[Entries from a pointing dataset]

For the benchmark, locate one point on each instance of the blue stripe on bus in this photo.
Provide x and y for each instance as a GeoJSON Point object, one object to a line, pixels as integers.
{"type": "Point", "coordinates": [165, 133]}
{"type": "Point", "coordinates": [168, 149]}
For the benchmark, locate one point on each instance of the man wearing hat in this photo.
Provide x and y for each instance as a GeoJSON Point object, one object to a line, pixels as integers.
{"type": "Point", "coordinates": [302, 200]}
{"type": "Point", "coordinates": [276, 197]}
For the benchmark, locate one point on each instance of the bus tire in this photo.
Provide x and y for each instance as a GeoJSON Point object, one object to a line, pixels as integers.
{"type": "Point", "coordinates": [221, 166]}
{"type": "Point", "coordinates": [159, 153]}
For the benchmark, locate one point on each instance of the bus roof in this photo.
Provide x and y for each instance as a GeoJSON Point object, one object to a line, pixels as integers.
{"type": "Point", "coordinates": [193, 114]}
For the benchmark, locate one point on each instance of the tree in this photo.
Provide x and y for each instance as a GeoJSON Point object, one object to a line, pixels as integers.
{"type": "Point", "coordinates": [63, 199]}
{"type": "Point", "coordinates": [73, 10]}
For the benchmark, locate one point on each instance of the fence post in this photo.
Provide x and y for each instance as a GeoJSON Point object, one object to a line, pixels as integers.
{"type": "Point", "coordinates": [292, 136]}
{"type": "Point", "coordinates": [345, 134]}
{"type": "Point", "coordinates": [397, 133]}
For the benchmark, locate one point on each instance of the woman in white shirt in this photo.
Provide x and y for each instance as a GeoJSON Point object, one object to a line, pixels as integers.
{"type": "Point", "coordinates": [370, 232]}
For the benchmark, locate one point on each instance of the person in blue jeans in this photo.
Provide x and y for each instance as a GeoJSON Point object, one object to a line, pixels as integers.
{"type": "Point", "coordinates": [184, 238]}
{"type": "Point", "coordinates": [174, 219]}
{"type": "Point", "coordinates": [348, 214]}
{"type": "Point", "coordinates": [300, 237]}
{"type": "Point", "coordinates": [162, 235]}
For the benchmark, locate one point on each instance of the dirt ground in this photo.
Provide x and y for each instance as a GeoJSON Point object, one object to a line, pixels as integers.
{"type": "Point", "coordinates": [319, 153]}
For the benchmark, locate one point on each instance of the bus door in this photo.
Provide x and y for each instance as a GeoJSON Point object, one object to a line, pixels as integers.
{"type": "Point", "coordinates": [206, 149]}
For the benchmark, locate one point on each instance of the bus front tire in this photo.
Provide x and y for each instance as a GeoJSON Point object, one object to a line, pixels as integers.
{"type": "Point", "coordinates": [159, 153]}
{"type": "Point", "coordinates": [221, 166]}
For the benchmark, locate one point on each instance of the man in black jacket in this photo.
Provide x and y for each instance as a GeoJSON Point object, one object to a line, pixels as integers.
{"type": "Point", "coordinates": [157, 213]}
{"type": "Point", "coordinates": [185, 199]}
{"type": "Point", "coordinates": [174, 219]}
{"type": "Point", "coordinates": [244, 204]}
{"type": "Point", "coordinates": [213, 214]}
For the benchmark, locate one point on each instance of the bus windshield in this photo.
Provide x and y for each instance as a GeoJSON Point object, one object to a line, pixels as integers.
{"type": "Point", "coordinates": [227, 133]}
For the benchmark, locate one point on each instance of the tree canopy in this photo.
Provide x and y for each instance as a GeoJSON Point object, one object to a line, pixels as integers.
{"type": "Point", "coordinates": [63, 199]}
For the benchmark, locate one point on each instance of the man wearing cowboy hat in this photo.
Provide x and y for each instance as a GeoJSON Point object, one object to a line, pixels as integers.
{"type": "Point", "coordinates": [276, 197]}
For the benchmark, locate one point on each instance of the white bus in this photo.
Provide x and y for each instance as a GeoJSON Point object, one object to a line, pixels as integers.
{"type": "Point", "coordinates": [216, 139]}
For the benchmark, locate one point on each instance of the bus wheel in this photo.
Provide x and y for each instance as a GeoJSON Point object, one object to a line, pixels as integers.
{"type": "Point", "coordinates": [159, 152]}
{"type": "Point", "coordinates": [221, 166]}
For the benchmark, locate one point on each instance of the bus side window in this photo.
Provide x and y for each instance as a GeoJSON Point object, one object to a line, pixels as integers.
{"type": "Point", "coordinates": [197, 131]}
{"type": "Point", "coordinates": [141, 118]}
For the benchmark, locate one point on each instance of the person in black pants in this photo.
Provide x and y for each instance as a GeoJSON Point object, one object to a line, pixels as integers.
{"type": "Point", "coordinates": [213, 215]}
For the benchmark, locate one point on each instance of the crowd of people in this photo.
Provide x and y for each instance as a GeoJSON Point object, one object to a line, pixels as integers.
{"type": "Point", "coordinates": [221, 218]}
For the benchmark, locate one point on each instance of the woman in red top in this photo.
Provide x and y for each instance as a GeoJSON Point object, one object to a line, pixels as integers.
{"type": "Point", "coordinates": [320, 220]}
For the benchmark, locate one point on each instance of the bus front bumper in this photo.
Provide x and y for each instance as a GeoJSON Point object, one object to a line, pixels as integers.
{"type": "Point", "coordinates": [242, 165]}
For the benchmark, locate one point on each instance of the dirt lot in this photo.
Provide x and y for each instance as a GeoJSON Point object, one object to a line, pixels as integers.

#### [Exercise brief]
Turn every line of the records above into a Markdown table with a column named "No." for the row number and a column named "Entry" for the line itself, omitting any blank lines.

#### [The completed task]
| No. | Entry |
|---|---|
| 1 | For the benchmark, locate one point on each instance of the blue stripe on bus in this photo. |
| 2 | Provide x and y for each instance as a GeoJSON Point object, one object to a line, pixels as integers. |
| 3 | {"type": "Point", "coordinates": [165, 133]} |
| 4 | {"type": "Point", "coordinates": [168, 149]} |
| 5 | For the benchmark, locate one point on each instance of the man wearing hat in this photo. |
| 6 | Provide x and y for each instance as a GeoJSON Point object, one object to a line, pixels as integers. |
| 7 | {"type": "Point", "coordinates": [302, 200]} |
| 8 | {"type": "Point", "coordinates": [276, 197]} |
| 9 | For the benchmark, locate one point on each instance of the bus tire in this photo. |
| 10 | Provide x and y for each instance as a GeoJSON Point object, one object to a line, pixels as integers. |
| 11 | {"type": "Point", "coordinates": [221, 166]} |
| 12 | {"type": "Point", "coordinates": [159, 153]} |
| 13 | For the benchmark, locate one point on each instance of the bus roof in this photo. |
| 14 | Provide x and y for each instance as a GeoJSON Point object, one object to a line, pixels as integers. |
| 15 | {"type": "Point", "coordinates": [193, 114]} |
| 16 | For the benchmark, locate one point on each instance of the tree in this photo. |
| 17 | Provide x and y for each instance as a GeoJSON Point object, one object to a line, pixels as integers. |
| 18 | {"type": "Point", "coordinates": [63, 199]} |
| 19 | {"type": "Point", "coordinates": [73, 10]} |
| 20 | For the benchmark, locate one point on each instance of the fence post in this photo. |
| 21 | Provide x and y for each instance as a GeoJSON Point object, one object to a line, pixels as integers. |
| 22 | {"type": "Point", "coordinates": [292, 136]} |
| 23 | {"type": "Point", "coordinates": [345, 134]} |
| 24 | {"type": "Point", "coordinates": [397, 133]} |
| 25 | For the benchmark, locate one point on each instance of the woman in white shirt in this photo. |
| 26 | Provide x and y for each instance as a GeoJSON Point object, one object to a line, pixels as integers. |
| 27 | {"type": "Point", "coordinates": [370, 232]} |
| 28 | For the benchmark, locate one point on each instance of the person in blue jeans in this photo. |
| 29 | Provide x and y for each instance as a GeoJSON Point object, one object to a line, pixels as integers. |
| 30 | {"type": "Point", "coordinates": [184, 238]} |
| 31 | {"type": "Point", "coordinates": [174, 219]} |
| 32 | {"type": "Point", "coordinates": [348, 214]} |
| 33 | {"type": "Point", "coordinates": [300, 237]} |
| 34 | {"type": "Point", "coordinates": [162, 235]} |
| 35 | For the benchmark, locate one point on each instance of the dirt ground in this photo. |
| 36 | Provide x and y for each instance as a GeoJSON Point object, one object to a line, pixels as integers. |
| 37 | {"type": "Point", "coordinates": [319, 153]} |
| 38 | For the benchmark, locate one point on each instance of the bus door in this photo. |
| 39 | Provide x and y for each instance as a GeoJSON Point object, one object to a line, pixels as integers. |
| 40 | {"type": "Point", "coordinates": [206, 149]} |
| 41 | For the benchmark, locate one point on each instance of the bus front tire in this photo. |
| 42 | Provide x and y for each instance as a GeoJSON Point object, one object to a line, pixels as integers. |
| 43 | {"type": "Point", "coordinates": [159, 153]} |
| 44 | {"type": "Point", "coordinates": [221, 166]} |
| 45 | For the benchmark, locate one point on each instance of the man in black jacket in this photo. |
| 46 | Provide x and y for each instance as a GeoJSON Point object, one object to a line, pixels as integers. |
| 47 | {"type": "Point", "coordinates": [157, 213]} |
| 48 | {"type": "Point", "coordinates": [185, 199]} |
| 49 | {"type": "Point", "coordinates": [174, 219]} |
| 50 | {"type": "Point", "coordinates": [244, 204]} |
| 51 | {"type": "Point", "coordinates": [213, 214]} |
| 52 | For the benchmark, locate one point on each instance of the bus windshield in this photo. |
| 53 | Provide x and y for each instance as a GeoJSON Point object, one object to a line, pixels as integers. |
| 54 | {"type": "Point", "coordinates": [227, 133]} |
| 55 | For the benchmark, locate one point on each instance of the tree canopy in this photo. |
| 56 | Provide x and y for each instance as a GeoJSON Point object, one object to a line, pixels as integers. |
| 57 | {"type": "Point", "coordinates": [63, 199]} |
| 58 | For the benchmark, locate one point on each instance of the man wearing cowboy hat in this photo. |
| 59 | Provide x and y for each instance as a GeoJSON Point object, one object to a line, pixels as integers. |
| 60 | {"type": "Point", "coordinates": [276, 197]} |
| 61 | For the benchmark, locate one point on each instance of the white bus in this photo. |
| 62 | Provide x and y for each instance as a GeoJSON Point object, one object to a line, pixels as integers. |
| 63 | {"type": "Point", "coordinates": [216, 139]} |
| 64 | For the benchmark, locate one point on each instance of the bus wheel in this photo. |
| 65 | Provide x and y for each instance as a GeoJSON Point object, one object to a line, pixels as integers. |
| 66 | {"type": "Point", "coordinates": [159, 152]} |
| 67 | {"type": "Point", "coordinates": [221, 166]} |
| 68 | For the benchmark, locate one point on each instance of the bus side window in this photo. |
| 69 | Provide x and y for each instance as a GeoJSON Point object, one object to a line, pixels as integers. |
| 70 | {"type": "Point", "coordinates": [197, 131]} |
| 71 | {"type": "Point", "coordinates": [141, 118]} |
| 72 | For the benchmark, locate one point on each instance of the person in black pants in this photo. |
| 73 | Provide x and y for each instance as a GeoJSON Point object, one object to a line, pixels as integers. |
| 74 | {"type": "Point", "coordinates": [213, 215]} |
| 75 | For the benchmark, locate one point on each instance of the crowd of people in this photo. |
| 76 | Provide x and y for each instance as a GeoJSON Point object, one object to a line, pixels as integers. |
| 77 | {"type": "Point", "coordinates": [221, 218]} |
| 78 | For the benchmark, locate one point on each instance of the woman in red top in this photo. |
| 79 | Provide x and y for each instance as a GeoJSON Point object, one object to a line, pixels as integers. |
| 80 | {"type": "Point", "coordinates": [320, 220]} |
| 81 | For the benchmark, locate one point on each instance of the bus front bumper in this photo. |
| 82 | Provide x and y for each instance as a GeoJSON Point object, one object to a line, pixels as integers. |
| 83 | {"type": "Point", "coordinates": [242, 165]} |
| 84 | For the benchmark, locate one point on each instance of the dirt lot in this photo. |
| 85 | Provide x and y for each instance as a GeoJSON Point object, one object to a line, pixels as integers. |